### Work to be completed
Below are several records. Retype exactly those lines running from the one with "box: [235, 82, 288, 114]" through the one with "positive clicks: (284, 252)", end lines included, and no others.

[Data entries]
= Beginning of Section =
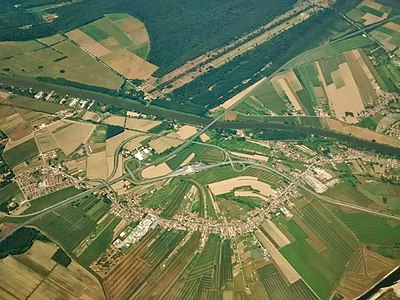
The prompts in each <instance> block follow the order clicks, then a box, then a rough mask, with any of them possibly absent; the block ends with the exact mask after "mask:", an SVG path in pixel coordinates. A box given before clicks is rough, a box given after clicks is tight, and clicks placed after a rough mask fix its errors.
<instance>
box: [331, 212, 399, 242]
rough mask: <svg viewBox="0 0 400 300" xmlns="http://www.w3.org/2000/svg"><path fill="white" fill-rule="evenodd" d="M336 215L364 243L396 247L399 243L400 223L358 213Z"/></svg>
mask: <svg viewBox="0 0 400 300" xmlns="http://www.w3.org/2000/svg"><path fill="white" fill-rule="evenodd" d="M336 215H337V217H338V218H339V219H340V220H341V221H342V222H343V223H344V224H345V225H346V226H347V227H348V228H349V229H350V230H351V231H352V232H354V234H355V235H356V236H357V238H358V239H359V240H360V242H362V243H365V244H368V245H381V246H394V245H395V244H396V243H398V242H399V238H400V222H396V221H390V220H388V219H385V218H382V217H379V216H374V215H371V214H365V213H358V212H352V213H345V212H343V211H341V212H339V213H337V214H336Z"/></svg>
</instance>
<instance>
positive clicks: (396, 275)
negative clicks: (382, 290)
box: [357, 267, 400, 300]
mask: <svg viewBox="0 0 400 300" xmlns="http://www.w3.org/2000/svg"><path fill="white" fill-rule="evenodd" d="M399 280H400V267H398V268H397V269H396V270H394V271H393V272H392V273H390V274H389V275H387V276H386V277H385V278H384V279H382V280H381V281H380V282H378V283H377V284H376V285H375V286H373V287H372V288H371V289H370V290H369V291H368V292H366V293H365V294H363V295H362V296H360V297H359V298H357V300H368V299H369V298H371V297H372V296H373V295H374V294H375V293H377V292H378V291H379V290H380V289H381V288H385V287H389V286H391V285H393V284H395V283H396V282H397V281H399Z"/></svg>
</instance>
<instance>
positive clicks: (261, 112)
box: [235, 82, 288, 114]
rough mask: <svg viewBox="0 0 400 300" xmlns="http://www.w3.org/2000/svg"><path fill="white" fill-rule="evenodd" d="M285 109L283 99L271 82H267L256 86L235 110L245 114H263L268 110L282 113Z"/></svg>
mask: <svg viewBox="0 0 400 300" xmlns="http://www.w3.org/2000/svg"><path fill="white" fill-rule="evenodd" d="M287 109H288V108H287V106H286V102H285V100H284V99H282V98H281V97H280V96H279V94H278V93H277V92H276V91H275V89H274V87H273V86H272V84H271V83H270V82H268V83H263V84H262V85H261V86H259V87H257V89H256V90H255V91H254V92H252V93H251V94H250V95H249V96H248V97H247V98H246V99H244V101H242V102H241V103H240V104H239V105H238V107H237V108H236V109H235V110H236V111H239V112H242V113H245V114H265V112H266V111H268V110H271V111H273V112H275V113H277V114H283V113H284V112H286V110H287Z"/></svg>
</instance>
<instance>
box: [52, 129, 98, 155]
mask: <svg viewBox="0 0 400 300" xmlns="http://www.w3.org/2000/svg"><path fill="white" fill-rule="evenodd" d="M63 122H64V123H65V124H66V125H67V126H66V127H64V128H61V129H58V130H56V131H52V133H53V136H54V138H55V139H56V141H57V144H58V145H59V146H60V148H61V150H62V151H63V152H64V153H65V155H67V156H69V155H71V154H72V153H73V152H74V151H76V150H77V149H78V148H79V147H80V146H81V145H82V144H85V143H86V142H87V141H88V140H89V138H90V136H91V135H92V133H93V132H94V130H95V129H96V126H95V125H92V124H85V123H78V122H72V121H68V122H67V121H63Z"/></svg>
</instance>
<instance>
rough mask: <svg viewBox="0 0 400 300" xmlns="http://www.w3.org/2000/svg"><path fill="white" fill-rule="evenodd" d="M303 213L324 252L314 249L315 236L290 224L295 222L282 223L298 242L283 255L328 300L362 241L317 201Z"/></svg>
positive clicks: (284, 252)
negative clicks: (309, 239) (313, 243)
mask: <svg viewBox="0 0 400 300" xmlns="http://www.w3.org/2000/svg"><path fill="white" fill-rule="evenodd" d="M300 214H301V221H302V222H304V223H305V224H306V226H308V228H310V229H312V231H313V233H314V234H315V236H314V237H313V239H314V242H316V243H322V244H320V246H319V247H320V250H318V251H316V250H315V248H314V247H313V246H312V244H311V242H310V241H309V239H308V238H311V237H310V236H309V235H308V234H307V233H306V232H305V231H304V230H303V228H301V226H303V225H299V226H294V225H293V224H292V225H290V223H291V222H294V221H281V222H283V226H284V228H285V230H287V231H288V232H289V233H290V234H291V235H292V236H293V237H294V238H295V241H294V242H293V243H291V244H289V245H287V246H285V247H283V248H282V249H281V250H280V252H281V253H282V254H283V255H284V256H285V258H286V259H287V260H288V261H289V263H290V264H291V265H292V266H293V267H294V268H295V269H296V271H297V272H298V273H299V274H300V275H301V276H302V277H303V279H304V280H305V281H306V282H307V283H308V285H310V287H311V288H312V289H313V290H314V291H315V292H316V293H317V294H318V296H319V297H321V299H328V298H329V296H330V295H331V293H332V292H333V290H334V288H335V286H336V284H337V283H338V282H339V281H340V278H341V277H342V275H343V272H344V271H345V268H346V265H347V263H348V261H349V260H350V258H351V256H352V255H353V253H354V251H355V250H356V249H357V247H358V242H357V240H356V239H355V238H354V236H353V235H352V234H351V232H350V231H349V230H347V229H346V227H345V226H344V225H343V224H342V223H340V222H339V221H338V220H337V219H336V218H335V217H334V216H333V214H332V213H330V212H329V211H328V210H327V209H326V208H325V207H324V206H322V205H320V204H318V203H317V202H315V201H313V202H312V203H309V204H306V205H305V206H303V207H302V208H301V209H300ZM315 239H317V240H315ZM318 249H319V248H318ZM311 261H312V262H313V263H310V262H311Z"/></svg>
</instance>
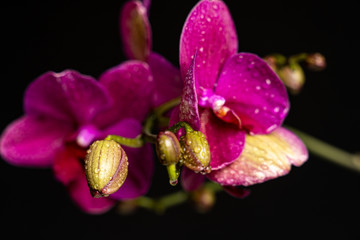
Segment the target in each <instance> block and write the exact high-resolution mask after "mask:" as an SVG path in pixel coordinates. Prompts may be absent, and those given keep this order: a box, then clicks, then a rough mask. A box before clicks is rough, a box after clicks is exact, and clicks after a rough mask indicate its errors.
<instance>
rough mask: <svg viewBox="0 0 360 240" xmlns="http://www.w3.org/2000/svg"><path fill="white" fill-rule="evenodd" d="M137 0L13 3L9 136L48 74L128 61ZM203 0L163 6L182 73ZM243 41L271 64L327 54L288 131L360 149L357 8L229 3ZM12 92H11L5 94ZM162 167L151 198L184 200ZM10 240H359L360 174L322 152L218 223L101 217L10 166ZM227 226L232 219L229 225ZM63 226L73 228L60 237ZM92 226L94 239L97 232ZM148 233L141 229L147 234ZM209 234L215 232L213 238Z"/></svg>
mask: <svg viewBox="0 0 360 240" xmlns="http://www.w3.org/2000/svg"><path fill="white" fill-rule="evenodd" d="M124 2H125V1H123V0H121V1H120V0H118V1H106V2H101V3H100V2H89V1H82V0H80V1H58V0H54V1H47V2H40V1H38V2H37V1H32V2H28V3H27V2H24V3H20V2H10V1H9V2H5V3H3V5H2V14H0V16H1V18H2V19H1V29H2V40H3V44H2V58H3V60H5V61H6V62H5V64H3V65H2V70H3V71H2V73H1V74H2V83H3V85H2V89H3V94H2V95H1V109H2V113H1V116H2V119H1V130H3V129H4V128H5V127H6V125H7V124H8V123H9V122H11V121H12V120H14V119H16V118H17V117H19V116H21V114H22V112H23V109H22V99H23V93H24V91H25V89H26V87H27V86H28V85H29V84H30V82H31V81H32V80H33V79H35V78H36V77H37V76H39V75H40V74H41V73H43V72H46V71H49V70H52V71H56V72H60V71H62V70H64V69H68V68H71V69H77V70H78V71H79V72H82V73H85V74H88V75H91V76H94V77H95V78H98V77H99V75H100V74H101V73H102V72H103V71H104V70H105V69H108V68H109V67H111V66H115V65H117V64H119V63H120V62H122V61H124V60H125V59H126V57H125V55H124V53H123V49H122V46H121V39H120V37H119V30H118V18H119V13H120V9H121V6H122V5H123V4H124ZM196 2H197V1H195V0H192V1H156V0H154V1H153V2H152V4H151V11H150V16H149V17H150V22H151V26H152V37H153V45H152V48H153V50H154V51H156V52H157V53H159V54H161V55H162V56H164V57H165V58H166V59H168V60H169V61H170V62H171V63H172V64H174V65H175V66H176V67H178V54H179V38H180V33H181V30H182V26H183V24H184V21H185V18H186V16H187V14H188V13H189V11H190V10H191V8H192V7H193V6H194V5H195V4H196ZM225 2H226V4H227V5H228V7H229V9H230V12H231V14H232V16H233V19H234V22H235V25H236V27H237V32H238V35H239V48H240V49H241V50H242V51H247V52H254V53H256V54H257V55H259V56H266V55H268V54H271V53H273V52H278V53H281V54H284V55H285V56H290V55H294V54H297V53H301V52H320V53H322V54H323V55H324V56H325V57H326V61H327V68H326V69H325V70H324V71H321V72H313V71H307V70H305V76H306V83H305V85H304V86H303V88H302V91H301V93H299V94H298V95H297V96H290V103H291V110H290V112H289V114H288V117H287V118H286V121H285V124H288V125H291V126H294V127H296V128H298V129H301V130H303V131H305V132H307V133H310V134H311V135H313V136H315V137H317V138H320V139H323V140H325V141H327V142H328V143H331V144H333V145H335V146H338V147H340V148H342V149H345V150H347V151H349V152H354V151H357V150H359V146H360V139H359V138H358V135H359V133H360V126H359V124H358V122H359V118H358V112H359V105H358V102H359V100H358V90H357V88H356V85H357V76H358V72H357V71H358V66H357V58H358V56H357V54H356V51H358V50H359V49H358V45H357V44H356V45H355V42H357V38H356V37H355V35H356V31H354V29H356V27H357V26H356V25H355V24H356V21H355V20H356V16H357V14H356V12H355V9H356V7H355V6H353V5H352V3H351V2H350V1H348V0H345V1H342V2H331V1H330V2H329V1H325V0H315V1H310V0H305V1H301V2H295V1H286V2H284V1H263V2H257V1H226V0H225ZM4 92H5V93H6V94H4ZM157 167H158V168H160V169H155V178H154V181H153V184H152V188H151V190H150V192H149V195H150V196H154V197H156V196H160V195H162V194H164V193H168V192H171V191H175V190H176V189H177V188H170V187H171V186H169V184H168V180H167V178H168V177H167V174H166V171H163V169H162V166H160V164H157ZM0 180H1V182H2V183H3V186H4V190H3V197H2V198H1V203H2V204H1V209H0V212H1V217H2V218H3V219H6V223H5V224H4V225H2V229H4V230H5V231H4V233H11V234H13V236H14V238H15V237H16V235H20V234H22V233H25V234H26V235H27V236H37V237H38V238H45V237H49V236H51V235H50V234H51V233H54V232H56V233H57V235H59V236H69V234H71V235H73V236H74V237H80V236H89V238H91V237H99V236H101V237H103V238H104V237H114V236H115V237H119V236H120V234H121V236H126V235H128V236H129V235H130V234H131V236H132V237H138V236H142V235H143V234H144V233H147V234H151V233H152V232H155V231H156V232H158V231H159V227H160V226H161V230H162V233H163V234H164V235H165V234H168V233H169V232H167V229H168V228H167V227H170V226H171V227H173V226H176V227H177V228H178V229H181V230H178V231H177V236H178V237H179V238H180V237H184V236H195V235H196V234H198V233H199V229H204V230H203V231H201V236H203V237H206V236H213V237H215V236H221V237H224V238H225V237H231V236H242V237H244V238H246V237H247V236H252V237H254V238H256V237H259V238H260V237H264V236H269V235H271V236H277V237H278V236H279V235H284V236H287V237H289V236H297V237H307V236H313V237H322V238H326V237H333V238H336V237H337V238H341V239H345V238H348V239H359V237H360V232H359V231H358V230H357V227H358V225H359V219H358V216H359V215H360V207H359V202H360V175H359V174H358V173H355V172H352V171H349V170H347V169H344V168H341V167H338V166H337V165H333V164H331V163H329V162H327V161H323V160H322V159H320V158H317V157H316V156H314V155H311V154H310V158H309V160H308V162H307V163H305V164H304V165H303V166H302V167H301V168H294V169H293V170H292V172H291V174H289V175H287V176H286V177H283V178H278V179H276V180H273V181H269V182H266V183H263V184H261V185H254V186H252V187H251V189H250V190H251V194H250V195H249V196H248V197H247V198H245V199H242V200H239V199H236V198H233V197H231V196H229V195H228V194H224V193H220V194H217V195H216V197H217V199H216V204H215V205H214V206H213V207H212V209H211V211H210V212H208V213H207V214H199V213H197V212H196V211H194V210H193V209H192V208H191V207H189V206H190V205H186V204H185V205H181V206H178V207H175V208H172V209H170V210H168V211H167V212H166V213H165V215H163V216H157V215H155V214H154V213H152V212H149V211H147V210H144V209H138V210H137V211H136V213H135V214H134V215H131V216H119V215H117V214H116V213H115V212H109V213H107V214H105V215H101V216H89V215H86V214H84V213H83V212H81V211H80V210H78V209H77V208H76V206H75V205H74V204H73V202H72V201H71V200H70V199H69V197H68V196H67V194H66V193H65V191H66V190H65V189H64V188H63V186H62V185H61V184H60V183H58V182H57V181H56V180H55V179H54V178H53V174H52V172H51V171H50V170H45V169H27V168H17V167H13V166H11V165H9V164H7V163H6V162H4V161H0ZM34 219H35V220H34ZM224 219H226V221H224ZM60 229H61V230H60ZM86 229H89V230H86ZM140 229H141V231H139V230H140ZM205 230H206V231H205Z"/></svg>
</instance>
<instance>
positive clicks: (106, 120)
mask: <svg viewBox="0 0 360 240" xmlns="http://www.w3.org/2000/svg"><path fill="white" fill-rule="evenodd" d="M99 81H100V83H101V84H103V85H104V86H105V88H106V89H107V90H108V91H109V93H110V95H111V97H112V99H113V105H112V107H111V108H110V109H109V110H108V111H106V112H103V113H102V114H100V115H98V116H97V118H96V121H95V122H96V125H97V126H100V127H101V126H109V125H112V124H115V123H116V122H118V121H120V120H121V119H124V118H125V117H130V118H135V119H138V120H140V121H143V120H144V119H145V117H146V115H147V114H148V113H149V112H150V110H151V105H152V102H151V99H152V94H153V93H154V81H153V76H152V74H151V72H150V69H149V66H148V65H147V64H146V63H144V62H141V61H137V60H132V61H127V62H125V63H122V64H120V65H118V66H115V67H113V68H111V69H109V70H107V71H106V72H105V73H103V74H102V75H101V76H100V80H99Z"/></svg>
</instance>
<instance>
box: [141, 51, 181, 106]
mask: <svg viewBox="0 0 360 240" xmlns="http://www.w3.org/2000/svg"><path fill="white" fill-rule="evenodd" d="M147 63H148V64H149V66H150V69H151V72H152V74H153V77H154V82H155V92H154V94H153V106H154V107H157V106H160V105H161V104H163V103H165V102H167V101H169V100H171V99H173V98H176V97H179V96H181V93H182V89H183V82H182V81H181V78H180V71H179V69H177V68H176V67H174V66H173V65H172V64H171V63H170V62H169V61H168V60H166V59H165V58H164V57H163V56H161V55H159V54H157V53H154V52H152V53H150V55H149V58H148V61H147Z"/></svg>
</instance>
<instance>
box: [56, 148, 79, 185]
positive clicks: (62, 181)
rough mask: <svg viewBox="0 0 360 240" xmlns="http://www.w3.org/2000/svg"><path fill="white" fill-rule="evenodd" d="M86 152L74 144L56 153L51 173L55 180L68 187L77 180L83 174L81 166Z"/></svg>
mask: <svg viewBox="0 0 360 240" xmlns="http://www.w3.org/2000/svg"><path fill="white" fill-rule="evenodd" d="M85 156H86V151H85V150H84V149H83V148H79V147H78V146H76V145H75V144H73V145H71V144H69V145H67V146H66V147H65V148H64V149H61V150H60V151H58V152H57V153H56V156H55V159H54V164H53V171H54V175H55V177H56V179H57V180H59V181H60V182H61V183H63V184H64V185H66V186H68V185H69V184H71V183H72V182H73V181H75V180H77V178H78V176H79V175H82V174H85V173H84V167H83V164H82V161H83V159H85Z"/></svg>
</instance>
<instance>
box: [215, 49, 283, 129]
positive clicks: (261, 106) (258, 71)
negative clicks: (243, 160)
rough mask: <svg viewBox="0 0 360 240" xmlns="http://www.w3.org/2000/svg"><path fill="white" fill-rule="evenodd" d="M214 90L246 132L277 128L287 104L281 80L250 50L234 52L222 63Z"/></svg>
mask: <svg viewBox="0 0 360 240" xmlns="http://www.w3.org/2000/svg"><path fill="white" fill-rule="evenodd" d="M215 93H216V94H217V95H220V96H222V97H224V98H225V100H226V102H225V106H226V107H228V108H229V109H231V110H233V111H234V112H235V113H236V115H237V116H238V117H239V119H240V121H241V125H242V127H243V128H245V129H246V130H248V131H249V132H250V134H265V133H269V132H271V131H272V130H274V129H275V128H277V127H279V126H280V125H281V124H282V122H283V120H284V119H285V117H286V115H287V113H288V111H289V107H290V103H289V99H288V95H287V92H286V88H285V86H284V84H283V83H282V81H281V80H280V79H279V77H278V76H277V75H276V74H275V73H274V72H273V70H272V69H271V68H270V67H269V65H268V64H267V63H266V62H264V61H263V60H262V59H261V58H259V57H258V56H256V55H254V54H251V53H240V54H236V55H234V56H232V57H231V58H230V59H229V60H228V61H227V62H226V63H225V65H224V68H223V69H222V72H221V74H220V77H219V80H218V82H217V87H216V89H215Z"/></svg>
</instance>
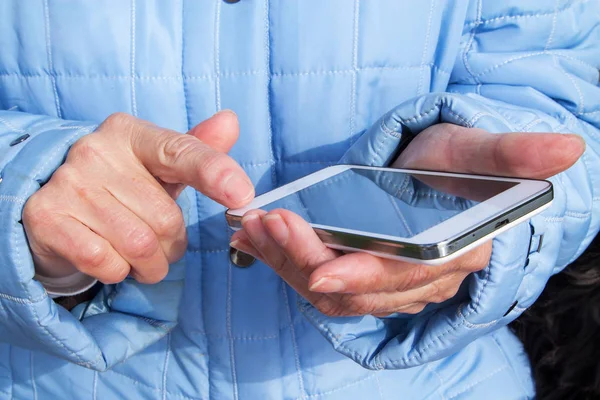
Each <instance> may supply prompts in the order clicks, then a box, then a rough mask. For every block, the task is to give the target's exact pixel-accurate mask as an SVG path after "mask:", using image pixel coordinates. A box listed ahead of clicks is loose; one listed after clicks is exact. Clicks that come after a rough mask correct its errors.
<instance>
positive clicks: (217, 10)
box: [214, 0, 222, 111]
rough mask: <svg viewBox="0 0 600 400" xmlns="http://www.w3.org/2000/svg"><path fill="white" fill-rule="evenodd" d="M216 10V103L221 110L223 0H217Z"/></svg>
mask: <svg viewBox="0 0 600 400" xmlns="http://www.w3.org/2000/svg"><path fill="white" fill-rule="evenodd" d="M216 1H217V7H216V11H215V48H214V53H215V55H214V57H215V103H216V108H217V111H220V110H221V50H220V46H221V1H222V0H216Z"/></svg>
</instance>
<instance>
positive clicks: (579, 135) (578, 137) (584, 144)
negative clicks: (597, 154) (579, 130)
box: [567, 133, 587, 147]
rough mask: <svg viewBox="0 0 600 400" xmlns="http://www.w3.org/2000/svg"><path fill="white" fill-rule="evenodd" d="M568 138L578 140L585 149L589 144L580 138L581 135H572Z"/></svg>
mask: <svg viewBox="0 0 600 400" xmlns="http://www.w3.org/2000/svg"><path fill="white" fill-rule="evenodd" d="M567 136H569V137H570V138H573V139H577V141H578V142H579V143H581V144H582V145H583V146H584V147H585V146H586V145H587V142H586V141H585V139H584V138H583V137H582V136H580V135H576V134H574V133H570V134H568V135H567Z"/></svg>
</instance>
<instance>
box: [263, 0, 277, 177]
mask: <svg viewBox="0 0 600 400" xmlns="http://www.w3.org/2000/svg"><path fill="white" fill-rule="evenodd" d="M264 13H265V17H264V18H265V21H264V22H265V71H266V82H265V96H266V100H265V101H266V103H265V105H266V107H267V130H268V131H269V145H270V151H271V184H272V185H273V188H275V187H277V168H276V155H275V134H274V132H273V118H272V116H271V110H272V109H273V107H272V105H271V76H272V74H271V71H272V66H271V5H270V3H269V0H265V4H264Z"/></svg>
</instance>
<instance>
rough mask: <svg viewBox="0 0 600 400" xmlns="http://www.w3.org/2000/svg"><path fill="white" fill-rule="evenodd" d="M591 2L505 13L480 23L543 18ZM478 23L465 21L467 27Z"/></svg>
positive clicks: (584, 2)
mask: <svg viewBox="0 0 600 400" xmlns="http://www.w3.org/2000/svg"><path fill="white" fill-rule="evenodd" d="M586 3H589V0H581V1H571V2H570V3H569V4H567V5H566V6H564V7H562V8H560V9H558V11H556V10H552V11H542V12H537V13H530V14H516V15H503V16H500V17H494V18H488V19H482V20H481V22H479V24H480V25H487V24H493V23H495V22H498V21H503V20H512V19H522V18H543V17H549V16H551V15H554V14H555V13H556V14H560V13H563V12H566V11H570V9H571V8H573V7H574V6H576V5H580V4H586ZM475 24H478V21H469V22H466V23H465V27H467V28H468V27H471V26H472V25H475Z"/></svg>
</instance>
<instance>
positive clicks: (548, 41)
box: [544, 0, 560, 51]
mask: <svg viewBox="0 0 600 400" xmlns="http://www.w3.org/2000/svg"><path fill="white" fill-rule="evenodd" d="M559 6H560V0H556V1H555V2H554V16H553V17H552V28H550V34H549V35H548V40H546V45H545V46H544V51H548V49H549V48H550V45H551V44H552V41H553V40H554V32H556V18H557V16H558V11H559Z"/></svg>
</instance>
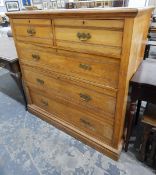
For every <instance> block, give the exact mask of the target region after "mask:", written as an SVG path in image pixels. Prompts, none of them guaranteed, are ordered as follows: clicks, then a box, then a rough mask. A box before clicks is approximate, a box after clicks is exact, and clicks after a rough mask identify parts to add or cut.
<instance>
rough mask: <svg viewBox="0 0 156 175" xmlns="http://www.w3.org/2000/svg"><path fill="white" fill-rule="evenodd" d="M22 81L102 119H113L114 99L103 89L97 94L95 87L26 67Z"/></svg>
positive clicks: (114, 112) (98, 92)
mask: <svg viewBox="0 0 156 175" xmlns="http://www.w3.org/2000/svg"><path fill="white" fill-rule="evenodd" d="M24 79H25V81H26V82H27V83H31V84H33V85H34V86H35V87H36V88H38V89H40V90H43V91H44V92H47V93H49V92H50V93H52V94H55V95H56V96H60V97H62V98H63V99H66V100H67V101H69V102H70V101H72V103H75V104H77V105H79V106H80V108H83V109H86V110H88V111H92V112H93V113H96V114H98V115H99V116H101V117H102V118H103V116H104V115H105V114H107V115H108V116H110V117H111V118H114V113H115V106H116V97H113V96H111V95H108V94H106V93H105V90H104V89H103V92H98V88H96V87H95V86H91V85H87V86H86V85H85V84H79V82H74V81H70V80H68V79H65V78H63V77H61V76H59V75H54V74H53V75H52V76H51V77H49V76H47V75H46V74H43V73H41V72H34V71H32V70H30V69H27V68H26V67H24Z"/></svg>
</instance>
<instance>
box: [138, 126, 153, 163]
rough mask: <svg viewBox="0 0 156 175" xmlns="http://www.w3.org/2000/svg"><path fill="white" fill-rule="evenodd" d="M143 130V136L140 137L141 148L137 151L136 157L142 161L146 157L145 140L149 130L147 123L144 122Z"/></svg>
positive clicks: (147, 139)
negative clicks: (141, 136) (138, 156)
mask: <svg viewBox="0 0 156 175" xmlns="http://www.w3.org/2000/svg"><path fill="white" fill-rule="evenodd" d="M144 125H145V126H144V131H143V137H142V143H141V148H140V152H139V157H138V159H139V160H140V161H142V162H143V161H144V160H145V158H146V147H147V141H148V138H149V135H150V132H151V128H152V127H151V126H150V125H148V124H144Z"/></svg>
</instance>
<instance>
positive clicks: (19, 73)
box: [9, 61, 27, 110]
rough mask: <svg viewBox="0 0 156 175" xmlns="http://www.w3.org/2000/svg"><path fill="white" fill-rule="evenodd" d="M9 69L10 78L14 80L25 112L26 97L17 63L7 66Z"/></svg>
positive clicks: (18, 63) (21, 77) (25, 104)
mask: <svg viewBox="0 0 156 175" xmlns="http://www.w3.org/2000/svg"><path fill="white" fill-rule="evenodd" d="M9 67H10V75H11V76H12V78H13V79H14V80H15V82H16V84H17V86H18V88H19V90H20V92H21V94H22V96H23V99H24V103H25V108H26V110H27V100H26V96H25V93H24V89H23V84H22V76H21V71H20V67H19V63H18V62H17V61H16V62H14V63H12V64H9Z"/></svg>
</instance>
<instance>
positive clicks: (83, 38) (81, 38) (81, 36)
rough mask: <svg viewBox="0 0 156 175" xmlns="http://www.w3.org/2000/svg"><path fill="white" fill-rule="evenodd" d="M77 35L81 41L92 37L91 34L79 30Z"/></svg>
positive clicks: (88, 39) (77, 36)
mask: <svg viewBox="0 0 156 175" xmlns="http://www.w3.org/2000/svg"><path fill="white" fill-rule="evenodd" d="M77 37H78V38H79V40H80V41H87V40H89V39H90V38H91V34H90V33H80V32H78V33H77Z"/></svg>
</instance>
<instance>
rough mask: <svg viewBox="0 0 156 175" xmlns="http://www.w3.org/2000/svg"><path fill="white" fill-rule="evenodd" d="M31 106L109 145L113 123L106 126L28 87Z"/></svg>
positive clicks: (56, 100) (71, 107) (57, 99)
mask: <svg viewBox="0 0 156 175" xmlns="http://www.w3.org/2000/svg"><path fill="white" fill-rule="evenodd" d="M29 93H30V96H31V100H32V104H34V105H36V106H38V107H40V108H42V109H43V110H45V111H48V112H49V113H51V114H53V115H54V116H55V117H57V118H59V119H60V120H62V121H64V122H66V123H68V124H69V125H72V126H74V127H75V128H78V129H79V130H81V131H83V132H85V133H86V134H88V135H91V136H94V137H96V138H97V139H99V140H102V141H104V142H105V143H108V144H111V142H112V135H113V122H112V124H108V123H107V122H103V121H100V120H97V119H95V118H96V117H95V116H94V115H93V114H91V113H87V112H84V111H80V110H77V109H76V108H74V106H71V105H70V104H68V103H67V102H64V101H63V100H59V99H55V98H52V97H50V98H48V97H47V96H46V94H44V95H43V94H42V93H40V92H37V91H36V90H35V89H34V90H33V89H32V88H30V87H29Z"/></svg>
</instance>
= End of Section =
### Result for this task
box: [235, 82, 288, 114]
rough mask: <svg viewBox="0 0 400 300" xmlns="http://www.w3.org/2000/svg"><path fill="white" fill-rule="evenodd" d="M285 109L283 99L271 82H267L256 86L235 110L245 114H263L268 110L282 113Z"/></svg>
mask: <svg viewBox="0 0 400 300" xmlns="http://www.w3.org/2000/svg"><path fill="white" fill-rule="evenodd" d="M287 109H288V108H287V106H286V102H285V100H284V99H282V98H281V97H280V96H279V94H278V93H277V92H276V91H275V89H274V87H273V86H272V84H271V83H270V82H268V83H263V84H262V85H261V86H259V87H257V89H256V90H255V91H254V92H252V93H251V94H250V95H249V96H248V97H247V98H246V99H244V101H242V102H241V103H240V104H239V105H238V107H237V108H236V109H235V110H236V111H239V112H242V113H245V114H265V112H266V111H268V110H271V111H273V112H275V113H277V114H283V113H284V112H286V110H287Z"/></svg>
</instance>
<instance>
box: [52, 129, 98, 155]
mask: <svg viewBox="0 0 400 300" xmlns="http://www.w3.org/2000/svg"><path fill="white" fill-rule="evenodd" d="M63 122H64V123H65V124H66V125H67V126H66V127H64V128H61V129H58V130H56V131H52V133H53V136H54V138H55V139H56V141H57V144H58V145H59V146H60V148H61V150H62V151H63V152H64V153H65V155H67V156H69V155H71V154H72V153H73V152H74V151H76V150H77V149H78V148H79V147H80V146H81V145H82V144H85V143H86V142H87V141H88V140H89V138H90V136H91V135H92V133H93V132H94V130H95V129H96V126H95V125H92V124H85V123H78V122H72V121H68V122H67V121H63Z"/></svg>
</instance>
<instance>
rough mask: <svg viewBox="0 0 400 300" xmlns="http://www.w3.org/2000/svg"><path fill="white" fill-rule="evenodd" d="M303 213L324 252L314 249L315 236L290 224L295 222L282 223L298 242L283 255L328 300L362 241L317 201Z"/></svg>
positive clicks: (284, 252)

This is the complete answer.